** Extract **
=====

Physical inactivity among girls is associated with a range of outcomes from obesity and low self-esteem to poor educational attainment. With school sport playing a key role in shaping attitudes to health and fitness, it's crucial that we get this right. The biggest challenge is to ensure that every child is fit and active, and we call on the government to make sure that girls (and boys) have the opportunity to try as many different sports and ways to be active as possible.
Sue Tibballs
Chief executive, Women's Sport and Fitness Foundation

• The news that half of all seven-year-olds exercise less than the recommended hour per day confirms that children spend too long at screens and not long enough outdoors. I agree with Simon Gillespie, chief executive of the British Heart Foundation, who last week recommended a return to an "outdoors childhood" as a way to combat rising childhood obesity and poor general health. Kids who spend time playing outdoors are happier and healthier.

Having interviewed over 100 families over the past three years making Project Wild Thing, a documentary about children's failing connection to nature, I believe the big question is what we can do to ensure children spend more time outside. The evidence is now overwhelming that an indoor existence damages children and society. Are we prepared to limit traffic, tone down shrill news about stranger danger, relax health and safety regulations, and open up the countryside to families? If not, we should expect to produce more sickly, unhappy children.
David Bond
London

• There is no doubt that physical activity has the potential to bring a wide range of health benefits. Liam Donaldson the former chief medical officer, went so far as to say if there was such a medication it would be regarded as a wonder drug. However, your subheadline makes a misleading link to obesity, which is far less clear. The key determinant in obesity is diet, and it would have been more powerful to make the connection with Gove's antipathy to improving school meals and the government's pathological fear of regulating the food industry. Taken together, diet and physical activity have the potential to save many lives and billions of pounds.

=====

** Recorded information **
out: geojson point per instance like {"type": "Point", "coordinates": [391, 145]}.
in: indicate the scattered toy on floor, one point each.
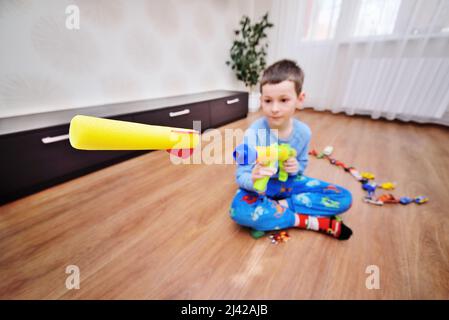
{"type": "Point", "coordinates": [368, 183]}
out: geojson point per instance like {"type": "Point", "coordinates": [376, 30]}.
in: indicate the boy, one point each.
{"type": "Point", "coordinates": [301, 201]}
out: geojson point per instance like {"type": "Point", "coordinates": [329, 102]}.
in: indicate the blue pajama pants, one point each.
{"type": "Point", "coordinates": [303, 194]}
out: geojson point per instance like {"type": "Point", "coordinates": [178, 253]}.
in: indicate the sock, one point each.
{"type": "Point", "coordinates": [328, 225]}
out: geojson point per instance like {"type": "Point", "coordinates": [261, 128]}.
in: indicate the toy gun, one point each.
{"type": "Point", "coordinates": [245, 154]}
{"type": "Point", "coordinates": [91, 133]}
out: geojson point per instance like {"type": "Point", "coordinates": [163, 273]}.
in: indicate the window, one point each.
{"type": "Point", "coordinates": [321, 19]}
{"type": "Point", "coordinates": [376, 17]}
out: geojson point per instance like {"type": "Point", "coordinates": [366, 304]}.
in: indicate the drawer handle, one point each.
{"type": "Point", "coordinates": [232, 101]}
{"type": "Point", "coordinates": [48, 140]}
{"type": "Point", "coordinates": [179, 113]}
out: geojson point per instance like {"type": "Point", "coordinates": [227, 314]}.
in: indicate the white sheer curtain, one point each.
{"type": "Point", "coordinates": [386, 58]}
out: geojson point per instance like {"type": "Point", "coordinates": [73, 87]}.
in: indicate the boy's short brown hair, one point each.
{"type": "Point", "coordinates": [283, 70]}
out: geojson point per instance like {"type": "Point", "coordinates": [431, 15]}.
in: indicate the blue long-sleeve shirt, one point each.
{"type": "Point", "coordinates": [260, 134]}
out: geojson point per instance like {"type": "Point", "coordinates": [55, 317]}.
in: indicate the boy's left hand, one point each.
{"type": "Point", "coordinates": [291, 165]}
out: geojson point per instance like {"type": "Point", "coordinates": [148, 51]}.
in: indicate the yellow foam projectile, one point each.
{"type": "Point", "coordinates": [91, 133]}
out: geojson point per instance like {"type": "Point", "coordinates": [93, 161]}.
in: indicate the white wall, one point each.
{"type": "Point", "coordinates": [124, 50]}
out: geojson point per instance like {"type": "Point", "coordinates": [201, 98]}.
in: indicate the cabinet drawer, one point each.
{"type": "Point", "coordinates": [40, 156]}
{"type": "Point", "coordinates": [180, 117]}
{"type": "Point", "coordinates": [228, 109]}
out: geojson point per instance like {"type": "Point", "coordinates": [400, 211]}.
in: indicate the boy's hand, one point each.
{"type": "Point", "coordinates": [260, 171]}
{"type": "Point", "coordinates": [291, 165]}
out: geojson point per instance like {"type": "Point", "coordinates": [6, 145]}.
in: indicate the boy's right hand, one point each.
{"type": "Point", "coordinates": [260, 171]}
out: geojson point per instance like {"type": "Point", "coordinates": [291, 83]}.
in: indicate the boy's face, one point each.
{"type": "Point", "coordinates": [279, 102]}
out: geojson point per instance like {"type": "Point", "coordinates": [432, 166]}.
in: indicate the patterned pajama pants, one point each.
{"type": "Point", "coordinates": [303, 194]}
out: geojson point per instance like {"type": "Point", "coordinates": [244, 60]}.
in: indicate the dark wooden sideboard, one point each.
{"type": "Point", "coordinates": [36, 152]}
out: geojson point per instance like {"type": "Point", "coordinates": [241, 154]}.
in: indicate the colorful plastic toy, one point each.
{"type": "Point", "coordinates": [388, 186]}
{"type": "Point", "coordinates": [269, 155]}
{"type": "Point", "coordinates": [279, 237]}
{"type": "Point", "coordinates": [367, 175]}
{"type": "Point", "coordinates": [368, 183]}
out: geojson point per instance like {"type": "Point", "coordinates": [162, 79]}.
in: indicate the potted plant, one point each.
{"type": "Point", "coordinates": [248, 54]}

=====

** Action item **
Please copy, word for word, the stretch of the letters on children's physical activity from "Physical inactivity among" through "active as possible.". The material plays no part here.

** Exercise result **
Physical inactivity among girls is associated with a range of outcomes from obesity and low self-esteem to poor educational attainment. With school sport playing a key role in shaping attitudes to health and fitness, it's crucial that we get this right. The biggest challenge is to ensure that every child is fit and active, and we call on the government to make sure that girls (and boys) have the opportunity to try as many different sports and ways to be active as possible.